-- start of SELECTED TEXT --
This breakdown is used in a large design course (about 200 students) in Electrical and Computer Engineering at Virginia Tech. The raw numerical score translates to a standard 100-point scale in the following way:

Final score = ((Raw score) * 7) + 51

Graduate teaching assistants who are under the supervision of a writing specialist perform the bulk of the grading. These graduate students receive continual instruction throughout the semester from the writing specialist. Note that other graduate teaching assistants evaluate the papers for the technical accuracy.

As part of the evaluation process, the students receive marks on their papers. The system for marking papers is designed in such a way that the students learn from the marks. For marks to be effective, they first must be clear. The students must also understand what the weaknesses or strengths are. Moreover, because an evaluated paper usually has several marks on it, a challenge is to assign a hierarchy to those marks so that the students understand what the most important weaknesses or strengths are.
-- end of SELECTED TEXT --
__GIVEN EXERCISE A__
Multiply every x and y coordinate in the answers by 2.45 and round to whole numbers, with halves rounded up, then write out those records again with their requests unchanged. Begin at the line of the records that contains "of the power" and stop after the end of the records.
__GIVEN EXERCISE B__
Proceed with the text on grading student papers in the design course, starting right after its last sentence.
The text and the records are independent of each other and should be treated as separate material.
-- start of GIVEN RECORDS --
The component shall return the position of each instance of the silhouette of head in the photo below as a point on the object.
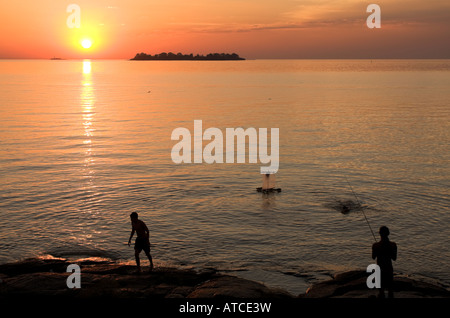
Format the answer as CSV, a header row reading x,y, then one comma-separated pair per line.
x,y
384,232
134,216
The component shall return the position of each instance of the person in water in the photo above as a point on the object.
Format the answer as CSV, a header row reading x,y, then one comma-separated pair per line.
x,y
142,240
385,251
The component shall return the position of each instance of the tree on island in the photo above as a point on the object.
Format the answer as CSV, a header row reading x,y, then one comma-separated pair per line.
x,y
180,56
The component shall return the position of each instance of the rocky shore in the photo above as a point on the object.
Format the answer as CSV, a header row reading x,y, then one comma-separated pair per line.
x,y
108,280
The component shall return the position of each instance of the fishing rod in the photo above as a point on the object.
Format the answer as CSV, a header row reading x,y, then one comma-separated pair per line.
x,y
362,209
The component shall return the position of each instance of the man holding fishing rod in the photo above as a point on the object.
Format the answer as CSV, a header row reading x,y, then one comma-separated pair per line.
x,y
385,251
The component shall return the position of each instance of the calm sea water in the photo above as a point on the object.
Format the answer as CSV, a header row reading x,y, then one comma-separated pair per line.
x,y
85,143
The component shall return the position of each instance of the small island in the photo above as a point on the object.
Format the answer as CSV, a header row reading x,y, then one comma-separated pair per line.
x,y
187,57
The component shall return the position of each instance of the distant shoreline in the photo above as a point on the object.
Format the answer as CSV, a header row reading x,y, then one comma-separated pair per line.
x,y
187,57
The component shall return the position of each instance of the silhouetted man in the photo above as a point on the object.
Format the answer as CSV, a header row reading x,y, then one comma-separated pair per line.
x,y
142,240
385,251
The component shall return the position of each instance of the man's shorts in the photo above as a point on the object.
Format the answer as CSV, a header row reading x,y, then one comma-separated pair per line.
x,y
142,244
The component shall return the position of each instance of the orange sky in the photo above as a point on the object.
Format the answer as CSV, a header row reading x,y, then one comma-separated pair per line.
x,y
251,28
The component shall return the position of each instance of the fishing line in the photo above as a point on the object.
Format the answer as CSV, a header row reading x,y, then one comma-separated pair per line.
x,y
362,209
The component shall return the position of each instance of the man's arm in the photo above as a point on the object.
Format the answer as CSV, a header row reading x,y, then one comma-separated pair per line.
x,y
131,236
147,232
394,251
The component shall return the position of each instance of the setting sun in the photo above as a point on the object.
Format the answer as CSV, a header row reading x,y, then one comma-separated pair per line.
x,y
86,43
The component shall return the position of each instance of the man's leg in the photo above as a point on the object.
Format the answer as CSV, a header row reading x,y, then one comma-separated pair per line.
x,y
138,261
150,259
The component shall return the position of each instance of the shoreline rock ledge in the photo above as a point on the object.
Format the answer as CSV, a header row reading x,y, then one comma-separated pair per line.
x,y
109,280
36,277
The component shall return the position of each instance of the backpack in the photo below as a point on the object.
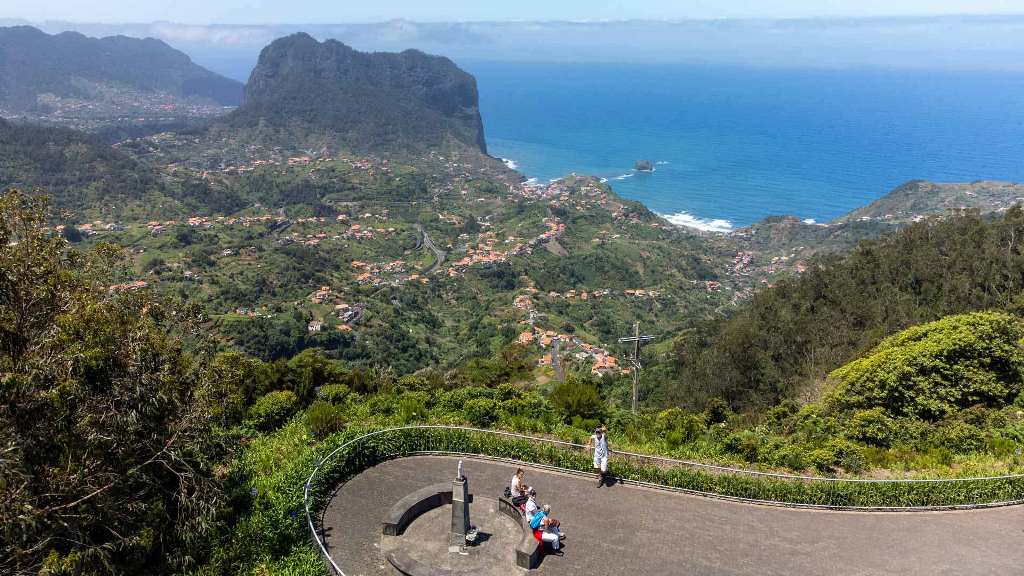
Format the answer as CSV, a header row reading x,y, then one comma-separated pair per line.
x,y
538,519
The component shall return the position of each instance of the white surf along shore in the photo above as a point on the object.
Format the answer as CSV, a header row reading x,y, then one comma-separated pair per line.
x,y
685,219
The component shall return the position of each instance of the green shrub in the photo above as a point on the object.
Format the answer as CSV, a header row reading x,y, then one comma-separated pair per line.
x,y
272,409
412,407
585,423
839,454
871,426
324,418
957,437
717,410
935,370
481,412
744,443
578,399
335,394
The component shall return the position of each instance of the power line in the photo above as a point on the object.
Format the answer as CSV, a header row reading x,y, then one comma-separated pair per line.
x,y
636,339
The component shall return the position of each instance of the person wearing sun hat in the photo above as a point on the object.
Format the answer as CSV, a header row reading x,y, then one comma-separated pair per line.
x,y
598,443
-- end of GIVEN RECORDS --
__TASK OUTPUT A__
The component shall return the position of each instance of the power line in the photo above as a point on the object.
Format the answer as CSV, a header row reading x,y, then one comma-separated pair per line.
x,y
1558,831
The component shall return the position of each instance of the person wearing sun hat in the photo above as a point on the object.
Format the answer as CSV, a header row reading x,y, then one comma-separated pair per line.
x,y
1465,1085

__TASK OUTPUT B__
The method used consists of two aspects for marking papers. The first is a clearly defined set of editing marks, similar to the ones that copy editors use. The second aspect of the marking process is a summary at the paper's end that highlights the major strengths and weaknesses. The summary may be an abbreviated form of Table 1 (without the page or chapter numbers) or a listing of the major strengths (one column with plus signs) and the major weaknesses (a second column with minus signs).

Table 1. Breakdown for Evaluation of Communication.
Structure 3 points (max) Organization of details (Chapter 2 in The Craft of Scientific Writing)
Transitions between sections and subsections (pages 53-59)
Depth of details (pages 59-63)
Emphasis of details (pages 63-69)
Crediting of sources
Language 3 points (max) Targeting of audience (Chapters 4, 7)
Clarity of details (Chapters 5, 6, 8)
Continuity between details (Chapter 9)
Illustration 1 point (max) Key images and tables (Chapter 10)
Introduction, explanation, placement, and captioning (Chapter 11)
Mechanics -2.5 points (max) Major errors (run-ons, fragments)
Errors (subject-verb disagreement, commas, usage, and so forth)
Minor errors (numerals minor usage,, and so forth)
Format -0.5 points (max) Typography (pages 222-226)
Hierarchy of headings (226-227)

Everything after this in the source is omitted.